═════ Selected extract ═════

We have recently looked at speeches from International Conferences on Climate Change as staged by the Heartland Institute. I had read that Heartland, although being essentially sceptical on the subject, nevertheless issued speaking invitations to scientists espoused to the warming orthodoxy. This in contrast to warmist organisations that routinely exclude sceptics on the grounds that ‘the debate is over’. Speaking personally it was precisely the ‘Science is Settled’ approach, and the debate suppression thus implied, that alerted my suspicions several years ago. If it’s science it’s not settled: if it’s settled it’s not science. (That, by the way, is a chiasmus.)
I was delighted to find that on 7 July, 2011, Heartland had staged a Debate at their Sixth International Conference. Scott Denning had debated with Roy Spencer. We shall look at Spencer in a future posting. Today let’s watch Denning.
On the YouTube posting we are not told who creates the civilised decorum for this debate with his well measured introduction, but after some ferreting I believe it to be James Taylor. If I am wrong I hope both he and whoever it was will forgive my error. By the way, he announces that he will be a stickler for time limits. I wonder whether this means that since the 2009 Conference the Institute has installed a clock. If you read my critique on the speech by Christopher Booker you will know what I mean.
Denning speaks from 3:40 till 14:40, and immediately declares himself a skeptic (I have to spell it the transatlantic way because that is how the word appears on his slide). He explains that everyone, scientist or lay, should question all scientific assertions. This is music to my ears, and is clearly intended to resonate well with his audience.
He speaks in simple, clear, uncomplicated sentences without overtly speaking down to his audience. He shoots it from the hip. Already I am enjoying this.

═════ Extracted data ═════

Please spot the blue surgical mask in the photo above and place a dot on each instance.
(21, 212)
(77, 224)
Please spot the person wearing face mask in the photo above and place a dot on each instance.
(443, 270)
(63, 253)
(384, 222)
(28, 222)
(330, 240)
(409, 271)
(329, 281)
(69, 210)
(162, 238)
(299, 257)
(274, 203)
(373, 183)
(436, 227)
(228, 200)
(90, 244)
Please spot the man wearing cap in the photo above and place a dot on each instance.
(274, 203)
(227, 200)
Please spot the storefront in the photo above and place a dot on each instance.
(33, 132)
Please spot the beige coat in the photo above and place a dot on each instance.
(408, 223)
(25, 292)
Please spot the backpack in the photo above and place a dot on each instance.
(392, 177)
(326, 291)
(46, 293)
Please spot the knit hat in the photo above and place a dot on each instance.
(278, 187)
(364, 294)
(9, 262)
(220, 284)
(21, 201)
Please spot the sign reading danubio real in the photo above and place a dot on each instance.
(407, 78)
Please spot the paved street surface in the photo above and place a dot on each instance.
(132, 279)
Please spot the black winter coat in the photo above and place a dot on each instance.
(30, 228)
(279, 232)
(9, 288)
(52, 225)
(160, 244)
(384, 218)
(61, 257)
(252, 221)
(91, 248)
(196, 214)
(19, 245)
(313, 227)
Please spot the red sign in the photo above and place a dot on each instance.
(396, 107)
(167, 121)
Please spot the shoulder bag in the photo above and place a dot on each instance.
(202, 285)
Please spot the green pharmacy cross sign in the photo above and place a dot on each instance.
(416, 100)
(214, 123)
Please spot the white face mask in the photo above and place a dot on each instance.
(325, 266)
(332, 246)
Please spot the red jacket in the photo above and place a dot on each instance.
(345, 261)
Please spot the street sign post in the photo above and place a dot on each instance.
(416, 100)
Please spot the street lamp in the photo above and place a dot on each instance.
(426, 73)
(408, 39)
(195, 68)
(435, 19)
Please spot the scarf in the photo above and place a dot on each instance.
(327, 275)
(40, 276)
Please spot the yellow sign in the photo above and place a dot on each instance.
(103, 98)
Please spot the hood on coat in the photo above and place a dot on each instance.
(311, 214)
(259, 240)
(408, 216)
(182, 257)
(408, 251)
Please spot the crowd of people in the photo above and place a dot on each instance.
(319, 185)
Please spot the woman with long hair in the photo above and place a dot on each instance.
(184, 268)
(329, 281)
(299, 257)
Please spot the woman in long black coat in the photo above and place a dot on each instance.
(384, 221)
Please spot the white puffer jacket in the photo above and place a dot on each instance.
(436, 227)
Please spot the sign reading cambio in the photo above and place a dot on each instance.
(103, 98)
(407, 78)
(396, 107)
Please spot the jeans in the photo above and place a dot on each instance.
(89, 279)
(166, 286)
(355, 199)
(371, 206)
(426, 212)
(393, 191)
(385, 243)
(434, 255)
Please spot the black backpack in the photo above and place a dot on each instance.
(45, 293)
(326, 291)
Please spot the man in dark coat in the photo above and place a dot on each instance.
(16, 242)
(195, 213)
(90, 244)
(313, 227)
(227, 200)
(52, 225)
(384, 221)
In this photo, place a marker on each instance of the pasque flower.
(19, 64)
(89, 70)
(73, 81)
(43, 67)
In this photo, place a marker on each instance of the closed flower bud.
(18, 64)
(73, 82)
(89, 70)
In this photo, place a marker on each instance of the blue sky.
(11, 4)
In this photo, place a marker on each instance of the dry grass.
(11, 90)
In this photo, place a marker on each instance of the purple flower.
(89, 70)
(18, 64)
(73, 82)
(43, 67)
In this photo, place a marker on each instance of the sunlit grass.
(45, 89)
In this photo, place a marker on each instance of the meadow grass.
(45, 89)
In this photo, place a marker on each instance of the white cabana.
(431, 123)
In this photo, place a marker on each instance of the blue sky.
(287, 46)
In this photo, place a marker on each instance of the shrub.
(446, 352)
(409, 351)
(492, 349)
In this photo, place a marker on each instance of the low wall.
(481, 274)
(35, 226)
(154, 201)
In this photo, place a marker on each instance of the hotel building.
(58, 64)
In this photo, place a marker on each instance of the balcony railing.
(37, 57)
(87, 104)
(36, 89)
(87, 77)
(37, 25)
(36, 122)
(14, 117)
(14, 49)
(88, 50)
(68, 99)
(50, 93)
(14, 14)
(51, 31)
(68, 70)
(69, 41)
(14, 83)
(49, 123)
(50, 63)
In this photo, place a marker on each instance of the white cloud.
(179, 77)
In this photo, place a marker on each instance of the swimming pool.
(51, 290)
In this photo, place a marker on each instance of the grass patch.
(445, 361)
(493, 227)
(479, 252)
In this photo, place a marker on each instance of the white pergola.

═════

> Questions to answer
1. Render this sentence from the commentary on the Heartland climate debate into Spanish: "He speaks in simple, clear, uncomplicated sentences without overtly speaking down to his audience."
2. Carry on the commentary about Scott Denning's talk at the Heartland climate debate past its last sentence.
The listing is not needed for anything that follows.

> Results for each task
1. Habla con frases sencillas, claras y sin complicaciones, sin tratar abiertamente con condescendencia a su público.

2.
I enjoy it even more when he shows he is prepared to make a fool of himself. He wants to show how molecules vibrate, so he moves his body and makes silly noises to demonstrate. He first does it at 9:07, just as the camera frustratingly cuts away; but be patient. The camera cuts back to him at 9:32 just in time for us to witness the best bit of foolery. How much does he add to the wisdom of ages by such behaviour? Not a lot, but rest assured that everyone in that audience will remember the speaker who did that. If you are due to be one of several speakers at a conference I invite you to bear the thought in mind.
Anyone who has looked beyond sensational tabloidesque headlines on this subject knows that the greenhouse properties of CO2 are commonplace in the climate issue. Where the argument actually rages is in the amount and direction of feedback from consequent water vapour. Therefore Denning’s histrionic clowning to illustrate the way carbon dioxide captures warmth, and indeed most of his talk, is pushing against an open door and ignoring the big question. No matter: be assured that question is raised during the next section of this debate – during the majority of this video that is beyond the brief of this posting.
Meanwhile, within my brief is the conclusion that Dr Scott Denning is an excellent speaker.